[Trecho citado]:

——————————

Eu sou working class e nunca esqueci disso. Nem deixaram com que eu esquecesse. A vida é bem diferente para os ricos e os pobres, pra dizer uma obviedade. Então uma defesa de quem não tem grana é o humor, lidar com a dureza da vida através do humor, usar o humor como arma e escudo.

Dá para fazer um cartum com perspectiva otimista ou está na veia de todo bom cartunista a crítica?

Acho que não existe cartum otimista, é sempre critico. É uma profissão como a estiva, segundo o Jaguar, “para homens”, requer certa brutalidade. Mas hoje em dia não dá pra falar isso, você pode ser preso. É tudo bem chato.

Quem você lia e tentava se inspirar quando criança?

Eu lia muito quando criança, era minha única diversão quase. Por sorte, na minha época as escolas públicas ainda contavam com uma boa biblioteca. Li muito Monteiro Lobato, Julio Verne. Descobri Millor, não entendia nada, mas gostava justamente por isso e pelo traço agressivo.

——————————

(Registros salvos)
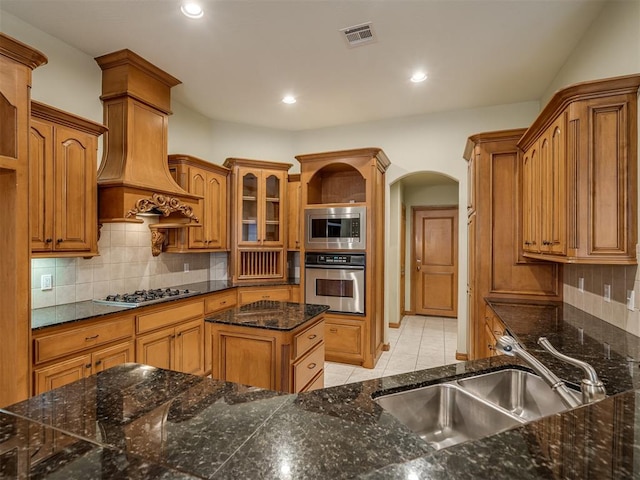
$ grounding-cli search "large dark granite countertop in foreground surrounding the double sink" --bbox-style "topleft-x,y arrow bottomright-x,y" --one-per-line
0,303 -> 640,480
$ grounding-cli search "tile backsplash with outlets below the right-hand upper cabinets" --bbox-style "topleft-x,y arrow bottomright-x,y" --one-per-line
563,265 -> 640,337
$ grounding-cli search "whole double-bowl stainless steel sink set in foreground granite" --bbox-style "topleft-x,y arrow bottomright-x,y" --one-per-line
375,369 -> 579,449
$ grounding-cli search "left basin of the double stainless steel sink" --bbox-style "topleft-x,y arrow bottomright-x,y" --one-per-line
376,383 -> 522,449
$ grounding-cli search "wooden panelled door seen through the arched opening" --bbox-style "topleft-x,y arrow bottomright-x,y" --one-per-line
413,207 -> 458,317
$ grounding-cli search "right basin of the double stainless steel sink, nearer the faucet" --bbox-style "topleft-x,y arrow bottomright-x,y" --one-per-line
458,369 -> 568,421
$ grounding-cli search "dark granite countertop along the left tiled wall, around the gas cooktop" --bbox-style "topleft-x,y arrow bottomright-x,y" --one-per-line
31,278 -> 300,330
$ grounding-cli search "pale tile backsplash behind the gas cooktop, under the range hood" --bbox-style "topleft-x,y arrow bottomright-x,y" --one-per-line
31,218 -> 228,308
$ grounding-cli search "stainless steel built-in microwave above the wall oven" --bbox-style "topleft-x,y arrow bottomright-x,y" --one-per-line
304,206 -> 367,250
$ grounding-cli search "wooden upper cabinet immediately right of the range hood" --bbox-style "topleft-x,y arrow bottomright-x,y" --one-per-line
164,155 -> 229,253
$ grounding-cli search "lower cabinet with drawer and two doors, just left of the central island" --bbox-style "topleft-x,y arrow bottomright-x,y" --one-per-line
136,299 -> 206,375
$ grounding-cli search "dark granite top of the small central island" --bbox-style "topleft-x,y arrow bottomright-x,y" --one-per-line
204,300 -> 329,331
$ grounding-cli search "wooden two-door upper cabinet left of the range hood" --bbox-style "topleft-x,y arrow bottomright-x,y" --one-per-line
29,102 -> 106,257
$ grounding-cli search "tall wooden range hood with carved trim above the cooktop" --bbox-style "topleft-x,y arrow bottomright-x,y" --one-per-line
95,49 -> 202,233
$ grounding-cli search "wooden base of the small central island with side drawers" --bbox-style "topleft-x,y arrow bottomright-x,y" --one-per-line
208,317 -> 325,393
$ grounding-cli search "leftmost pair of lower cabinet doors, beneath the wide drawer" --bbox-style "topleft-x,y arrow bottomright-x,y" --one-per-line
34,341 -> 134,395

——————————

[Instrução de trabalho]: Por favor, copie na íntegra o trecho citado acima, sem mudar nada.

[Tarefa concluída]:
Eu sou working class e nunca esqueci disso. Nem deixaram com que eu esquecesse. A vida é bem diferente para os ricos e os pobres, pra dizer uma obviedade. Então uma defesa de quem não tem grana é o humor, lidar com a dureza da vida através do humor, usar o humor como arma e escudo.

Dá para fazer um cartum com perspectiva otimista ou está na veia de todo bom cartunista a crítica?

Acho que não existe cartum otimista, é sempre critico. É uma profissão como a estiva, segundo o Jaguar, “para homens”, requer certa brutalidade. Mas hoje em dia não dá pra falar isso, você pode ser preso. É tudo bem chato.

Quem você lia e tentava se inspirar quando criança?

Eu lia muito quando criança, era minha única diversão quase. Por sorte, na minha época as escolas públicas ainda contavam com uma boa biblioteca. Li muito Monteiro Lobato, Julio Verne. Descobri Millor, não entendia nada, mas gostava justamente por isso e pelo traço agressivo.